### Document

Maintenance

Reconfigure a running Appliance

  • edit /app/env.yml

  • optional, build new env package:

    • first time requisites install, call env-package.sh --requirements

    • build new env package call env-package.sh /app/env.yml

  • activate changes into current environment, call env-update.sh

  • restart and apply new environment: systemctl restart appliance

Start, Stop, Update Appliance

  • Start appliance: systemctl start appliance

  • Stop appliance: systemctl stop appliance

  • Update Appliance (appliance and ecs): systemctl start appliance-update

Recover from failed state

if the appliance.service enters fail state, it creates a file named “/run/appliance_failed”.

After resolving the issue, remove this file using rm /run/appliance_failed before restarting the service using systemctl restart appliance.

######
### Information provided

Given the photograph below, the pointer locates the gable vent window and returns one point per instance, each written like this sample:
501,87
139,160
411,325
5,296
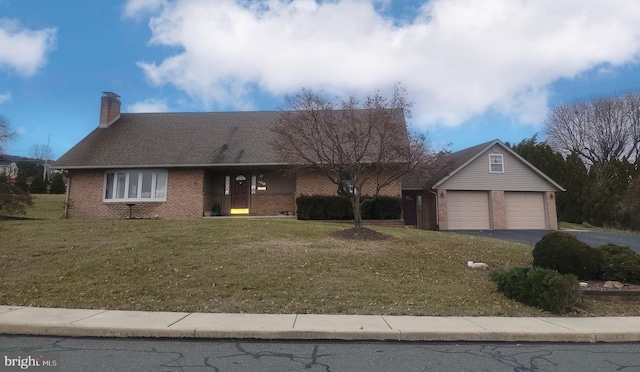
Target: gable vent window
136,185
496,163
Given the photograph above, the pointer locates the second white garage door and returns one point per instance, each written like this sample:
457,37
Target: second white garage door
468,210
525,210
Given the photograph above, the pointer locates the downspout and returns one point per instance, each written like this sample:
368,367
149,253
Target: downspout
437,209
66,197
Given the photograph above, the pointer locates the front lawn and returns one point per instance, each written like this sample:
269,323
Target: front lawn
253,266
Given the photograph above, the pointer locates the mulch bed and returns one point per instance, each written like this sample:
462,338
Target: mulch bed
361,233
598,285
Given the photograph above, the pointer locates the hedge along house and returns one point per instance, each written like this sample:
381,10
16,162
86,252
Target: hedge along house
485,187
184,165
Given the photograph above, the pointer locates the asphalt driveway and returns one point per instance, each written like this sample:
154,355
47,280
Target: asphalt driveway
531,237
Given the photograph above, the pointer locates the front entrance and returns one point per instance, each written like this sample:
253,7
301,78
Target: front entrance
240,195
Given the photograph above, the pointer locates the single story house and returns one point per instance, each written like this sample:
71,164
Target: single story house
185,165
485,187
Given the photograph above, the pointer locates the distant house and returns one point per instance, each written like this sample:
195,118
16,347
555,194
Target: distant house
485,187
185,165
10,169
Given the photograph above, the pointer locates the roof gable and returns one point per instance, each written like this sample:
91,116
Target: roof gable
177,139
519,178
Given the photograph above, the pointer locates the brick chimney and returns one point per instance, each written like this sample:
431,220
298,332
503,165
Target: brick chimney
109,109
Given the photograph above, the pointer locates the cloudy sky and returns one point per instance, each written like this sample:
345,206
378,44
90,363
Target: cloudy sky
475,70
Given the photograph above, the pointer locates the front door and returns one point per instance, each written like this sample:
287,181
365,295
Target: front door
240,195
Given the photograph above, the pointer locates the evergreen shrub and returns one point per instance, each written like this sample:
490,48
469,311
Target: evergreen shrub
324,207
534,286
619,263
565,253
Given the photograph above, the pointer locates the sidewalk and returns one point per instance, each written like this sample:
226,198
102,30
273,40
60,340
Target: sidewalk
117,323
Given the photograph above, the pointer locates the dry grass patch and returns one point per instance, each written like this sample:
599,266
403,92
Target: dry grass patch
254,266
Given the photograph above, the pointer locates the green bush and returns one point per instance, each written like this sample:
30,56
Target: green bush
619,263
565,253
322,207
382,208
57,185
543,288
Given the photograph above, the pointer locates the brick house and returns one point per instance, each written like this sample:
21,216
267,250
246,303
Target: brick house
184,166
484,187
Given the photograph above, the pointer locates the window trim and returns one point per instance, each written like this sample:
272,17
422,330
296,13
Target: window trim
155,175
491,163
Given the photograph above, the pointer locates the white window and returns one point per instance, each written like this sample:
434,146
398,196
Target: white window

######

**Written task**.
Can you write the next part of the appliance maintenance guide, picking up after its final sentence?

**Task output**.
If the issue was within the ecs-appliance sourcecode, re-run an appliance update:

rm /run/appliance-failed
touch /app/etc/flags/force.update.appliance
systemctl restart appliance-update

Reviewing the Logs

Container:

  • all container log to stdout and stderr

  • docker has the logs of every container available

    • look at a log stream using eg. docker logs ecs_ecs.web_1

  • journald will get the container logs via the appliance.service which calls docker-compose

    • this includes backend nginx, uwsgi, beat, worker, smtpd, redis, memcached, pdfas, mocca

    • to follow use journalctl -u appliance -f

Host:

  • all logging (except postgres) is going through journald

  • follow whole journal: journalctl -f

  • only follow service, eg. prepare-appliance: journalctl -u prepare-appliance -f

  • follow frontend nginx: journalctl -u nginx -f

  • search for salt-call output: journalctl $(which salt-call)

Desaster Recovery from backup

  • install a new unconfigured appliance as described in chapter install

  • copy old saved env.yml to new target machine at /app/env.yml

  • reboot new target machine, appliance will configure but stop because of empty database

  • ssh into new target machine, execute recover-from-backup.sh --yes-i-am-sure

Searching for and restoring specified files from backup

  • List all files in current backup

duply /root/.duply/appliance-backup list
  • Restore database dump of last backup run to /root

# exclude backup source base directory from requested file path
# eg. requested file is "/data/ecs-pgdump/ecs.pgdump.gz"
# filename should be "ecs-pgudump/ecs.pgdump.gz"
duply /root/.duply/appliance-backup fetch ecs-pgdump/ecs.pgdump.gz /root/ecs.pgdump.gz

Maintenance commands in a running ecs container

for most ecs commands it is not important to which instance (web,worker) you connect to, “ecs_ecs.web_1” is used as example.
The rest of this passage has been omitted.